● **Problem**: All of the records below need to be returned exactly.

● **Input data**:
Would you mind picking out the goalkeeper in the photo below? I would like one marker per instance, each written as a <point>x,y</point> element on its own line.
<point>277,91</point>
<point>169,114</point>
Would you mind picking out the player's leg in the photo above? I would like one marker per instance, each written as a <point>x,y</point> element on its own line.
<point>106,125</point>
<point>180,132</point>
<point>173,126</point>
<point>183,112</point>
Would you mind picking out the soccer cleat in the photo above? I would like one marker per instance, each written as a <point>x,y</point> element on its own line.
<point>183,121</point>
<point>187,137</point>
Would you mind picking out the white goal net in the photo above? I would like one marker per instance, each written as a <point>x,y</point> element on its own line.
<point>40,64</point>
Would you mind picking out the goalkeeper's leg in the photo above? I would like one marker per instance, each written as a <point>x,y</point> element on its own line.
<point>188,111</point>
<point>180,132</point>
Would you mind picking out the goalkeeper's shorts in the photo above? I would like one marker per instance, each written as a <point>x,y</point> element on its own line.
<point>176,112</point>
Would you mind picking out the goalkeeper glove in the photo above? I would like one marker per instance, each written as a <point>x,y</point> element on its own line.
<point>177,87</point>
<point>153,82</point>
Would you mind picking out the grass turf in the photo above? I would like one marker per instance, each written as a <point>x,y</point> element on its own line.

● **Task result**:
Would you mind picking out the goalkeeper in the photo below? I would like one marker per instance, each written as a <point>x,y</point> element on its own line.
<point>277,91</point>
<point>169,114</point>
Would you mind picking out the player's leg in the photo above? I would like one marker per instance, each written as a <point>x,y</point> element on its own line.
<point>106,125</point>
<point>180,132</point>
<point>173,126</point>
<point>183,112</point>
Would you mind picking out the soccer cleat in the photo above? I would like one marker per instance, each written as a <point>x,y</point> element on its own line.
<point>183,121</point>
<point>187,137</point>
Would you mind picking out the white goal net in the photo above? I would like one marker per instance, each written as a <point>x,y</point> element on its own line.
<point>40,64</point>
Would you mind picking out the goalkeeper's leg in the photo above? I would like one marker per instance, each written as a <point>x,y</point> element on its own line.
<point>188,111</point>
<point>180,132</point>
Would you mind picking out the goalkeeper's shorts in the photo above? I would like one marker per instance, each written as a <point>x,y</point> element on its own line.
<point>176,112</point>
Would you mind picking out the goalkeeper glove in the photo above? I would like one marker per instance, each written as a <point>x,y</point> element on its own line.
<point>177,87</point>
<point>153,82</point>
Would you mind picking out the grass turf in the photo above? I would like one marker per instance, each written as a <point>x,y</point> element on its own line.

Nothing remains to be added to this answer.